**Input material:**
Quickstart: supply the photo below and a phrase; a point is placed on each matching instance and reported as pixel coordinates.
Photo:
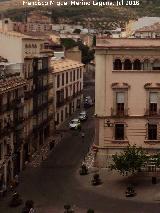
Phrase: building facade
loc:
(127, 96)
(11, 122)
(28, 54)
(68, 87)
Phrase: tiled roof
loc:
(106, 43)
(20, 35)
(11, 84)
(153, 28)
(3, 59)
(65, 64)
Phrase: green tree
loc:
(77, 31)
(130, 161)
(94, 41)
(68, 43)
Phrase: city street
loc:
(54, 183)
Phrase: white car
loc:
(83, 116)
(75, 124)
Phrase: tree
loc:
(77, 31)
(94, 41)
(68, 43)
(130, 161)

**Exercise:**
Rewrite all the data above with every "loc" changed to "points", keeping everything else the same, and leave out the pictures.

**Reply:**
Quickstart: supply the photo below and a phrase; a point is placed on each matching instance and reported as pixel coordinates.
Photo:
Phrase: building facade
points:
(127, 96)
(11, 122)
(28, 54)
(68, 87)
Phrase: tiled roof
points:
(106, 43)
(20, 35)
(11, 84)
(153, 28)
(3, 59)
(65, 64)
Phrase: green tree
points:
(77, 31)
(130, 161)
(94, 41)
(68, 43)
Phrase: city street
points:
(54, 183)
Phrase: white car
points:
(83, 116)
(75, 124)
Phrase: tree
points:
(77, 31)
(94, 41)
(68, 43)
(130, 161)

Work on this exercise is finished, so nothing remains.